Extracted data entries:
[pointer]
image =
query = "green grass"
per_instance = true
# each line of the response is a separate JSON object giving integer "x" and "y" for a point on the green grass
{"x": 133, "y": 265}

▶ _Instructions to follow_:
Render the material above as a Markdown table with two columns, Row and Line. Give each non-blank line its own row and number.

▶ _Response for this exercise_:
| Row | Line |
|---|---|
| 1 | [pointer] |
| 2 | image = |
| 3 | query = "green grass" |
| 4 | per_instance = true |
| 5 | # each line of the response is a separate JSON object giving integer "x" and "y" for a point on the green grass |
| 6 | {"x": 133, "y": 265} |